What is asked
Give the lines below as a numbered list, from the line with "Would you be willing to mark the ocean" up to and including the line with "column 567, row 364", leaving out any blank lines.

═════ Data rows ═════

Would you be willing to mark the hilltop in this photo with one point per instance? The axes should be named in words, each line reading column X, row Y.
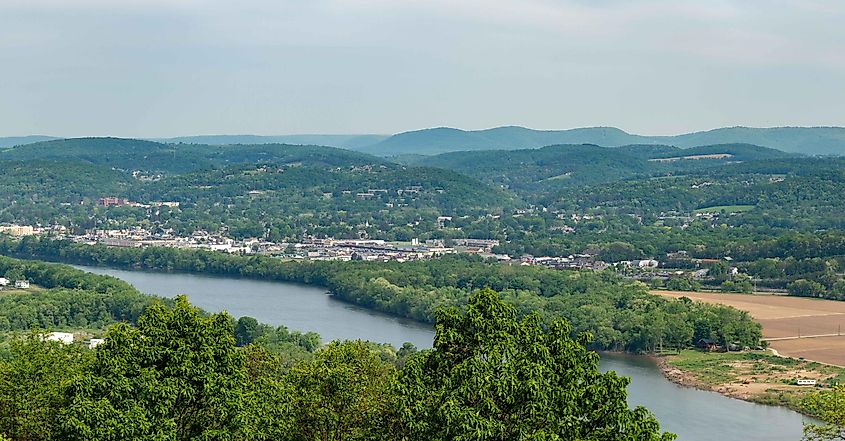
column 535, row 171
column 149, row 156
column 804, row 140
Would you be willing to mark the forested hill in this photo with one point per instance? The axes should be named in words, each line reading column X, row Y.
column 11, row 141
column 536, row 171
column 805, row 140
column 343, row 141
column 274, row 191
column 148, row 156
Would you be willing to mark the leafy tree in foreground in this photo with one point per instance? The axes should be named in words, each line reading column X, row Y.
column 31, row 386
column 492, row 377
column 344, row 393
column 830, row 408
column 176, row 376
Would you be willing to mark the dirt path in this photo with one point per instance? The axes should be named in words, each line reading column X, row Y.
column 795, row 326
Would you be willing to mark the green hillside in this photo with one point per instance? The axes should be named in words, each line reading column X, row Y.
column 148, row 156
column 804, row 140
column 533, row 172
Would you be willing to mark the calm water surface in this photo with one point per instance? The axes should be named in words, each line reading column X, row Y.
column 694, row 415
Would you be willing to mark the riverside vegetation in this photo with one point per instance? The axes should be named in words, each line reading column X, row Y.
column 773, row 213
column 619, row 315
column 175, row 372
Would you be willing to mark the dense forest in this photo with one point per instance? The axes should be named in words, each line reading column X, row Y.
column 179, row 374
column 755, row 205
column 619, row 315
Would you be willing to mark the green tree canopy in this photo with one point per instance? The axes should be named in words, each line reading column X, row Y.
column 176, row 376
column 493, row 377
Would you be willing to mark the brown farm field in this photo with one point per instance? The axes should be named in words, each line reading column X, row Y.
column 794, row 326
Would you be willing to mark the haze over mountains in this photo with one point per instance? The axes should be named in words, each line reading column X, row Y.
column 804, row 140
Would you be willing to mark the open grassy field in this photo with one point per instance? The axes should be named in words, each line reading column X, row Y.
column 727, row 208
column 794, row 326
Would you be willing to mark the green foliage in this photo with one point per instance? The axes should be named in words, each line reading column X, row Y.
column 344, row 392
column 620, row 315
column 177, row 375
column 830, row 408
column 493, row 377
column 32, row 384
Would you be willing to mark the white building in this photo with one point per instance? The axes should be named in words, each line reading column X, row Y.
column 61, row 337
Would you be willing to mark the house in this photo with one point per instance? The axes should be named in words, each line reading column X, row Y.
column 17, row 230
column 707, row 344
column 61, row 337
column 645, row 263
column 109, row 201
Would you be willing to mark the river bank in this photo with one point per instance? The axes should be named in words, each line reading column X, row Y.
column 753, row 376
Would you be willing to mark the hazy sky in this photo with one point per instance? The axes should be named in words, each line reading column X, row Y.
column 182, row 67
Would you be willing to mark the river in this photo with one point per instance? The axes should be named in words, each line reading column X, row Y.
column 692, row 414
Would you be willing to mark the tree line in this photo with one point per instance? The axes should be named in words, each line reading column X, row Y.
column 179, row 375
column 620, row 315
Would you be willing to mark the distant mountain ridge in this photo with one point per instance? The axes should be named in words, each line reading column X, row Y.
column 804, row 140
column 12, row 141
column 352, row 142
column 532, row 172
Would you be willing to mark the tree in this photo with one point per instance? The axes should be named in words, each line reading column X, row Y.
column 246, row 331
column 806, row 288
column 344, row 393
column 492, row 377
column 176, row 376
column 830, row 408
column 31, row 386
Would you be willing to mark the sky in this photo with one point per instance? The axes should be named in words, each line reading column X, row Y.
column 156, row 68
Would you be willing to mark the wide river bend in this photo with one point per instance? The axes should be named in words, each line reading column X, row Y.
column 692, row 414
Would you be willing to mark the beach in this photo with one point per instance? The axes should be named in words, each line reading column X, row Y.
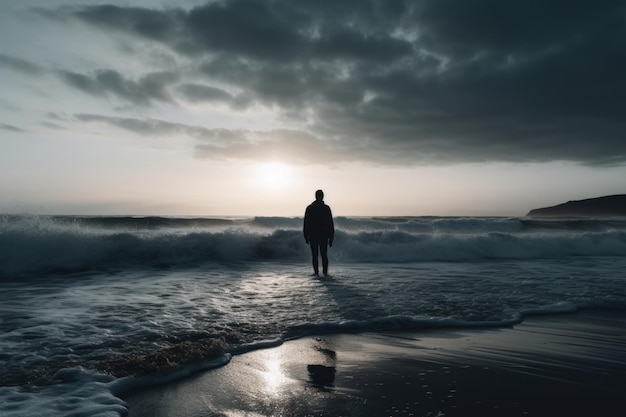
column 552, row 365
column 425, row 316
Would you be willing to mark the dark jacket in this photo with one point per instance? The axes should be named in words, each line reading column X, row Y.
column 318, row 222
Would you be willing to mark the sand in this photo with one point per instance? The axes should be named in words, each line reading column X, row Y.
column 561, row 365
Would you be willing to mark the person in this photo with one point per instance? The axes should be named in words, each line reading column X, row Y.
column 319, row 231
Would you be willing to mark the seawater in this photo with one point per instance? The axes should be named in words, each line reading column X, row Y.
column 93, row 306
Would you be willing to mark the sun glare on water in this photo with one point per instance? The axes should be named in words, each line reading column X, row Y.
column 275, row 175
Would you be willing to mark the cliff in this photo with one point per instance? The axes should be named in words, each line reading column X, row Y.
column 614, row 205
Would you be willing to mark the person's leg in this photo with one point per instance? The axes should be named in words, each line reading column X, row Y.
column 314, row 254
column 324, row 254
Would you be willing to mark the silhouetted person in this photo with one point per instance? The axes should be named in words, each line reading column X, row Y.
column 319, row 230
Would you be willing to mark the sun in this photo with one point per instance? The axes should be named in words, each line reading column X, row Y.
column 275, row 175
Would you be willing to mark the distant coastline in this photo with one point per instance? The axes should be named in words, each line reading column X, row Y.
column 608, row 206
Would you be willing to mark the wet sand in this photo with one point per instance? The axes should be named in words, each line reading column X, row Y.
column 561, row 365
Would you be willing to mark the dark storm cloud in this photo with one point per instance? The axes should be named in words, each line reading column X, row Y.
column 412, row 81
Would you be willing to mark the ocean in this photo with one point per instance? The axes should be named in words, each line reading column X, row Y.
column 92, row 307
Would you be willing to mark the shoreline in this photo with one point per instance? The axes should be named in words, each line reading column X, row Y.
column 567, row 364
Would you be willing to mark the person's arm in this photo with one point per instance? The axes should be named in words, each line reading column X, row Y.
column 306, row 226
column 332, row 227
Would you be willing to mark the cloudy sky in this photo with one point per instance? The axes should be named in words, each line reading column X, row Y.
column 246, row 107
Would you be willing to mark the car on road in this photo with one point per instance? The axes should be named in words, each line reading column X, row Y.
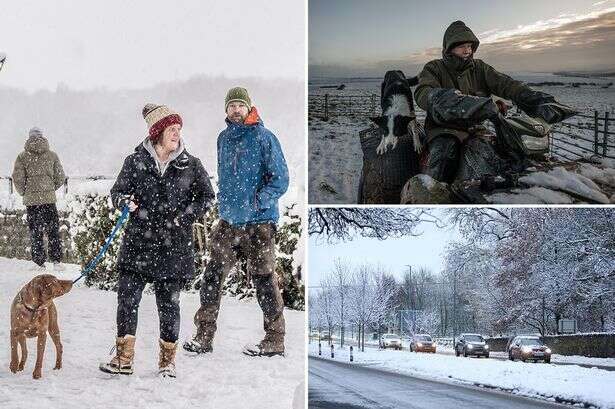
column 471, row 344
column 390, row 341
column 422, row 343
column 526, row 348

═════

Solution
1. Would you be willing to mark the ocean in this photo with one point per instance? The axes should be named in words, each line reading column X, row Y.
2. column 92, row 307
3. Would you be willing to mark the shoreline in this photo with one point per instance? The axes should be named in words, each line reading column X, row Y.
4. column 567, row 364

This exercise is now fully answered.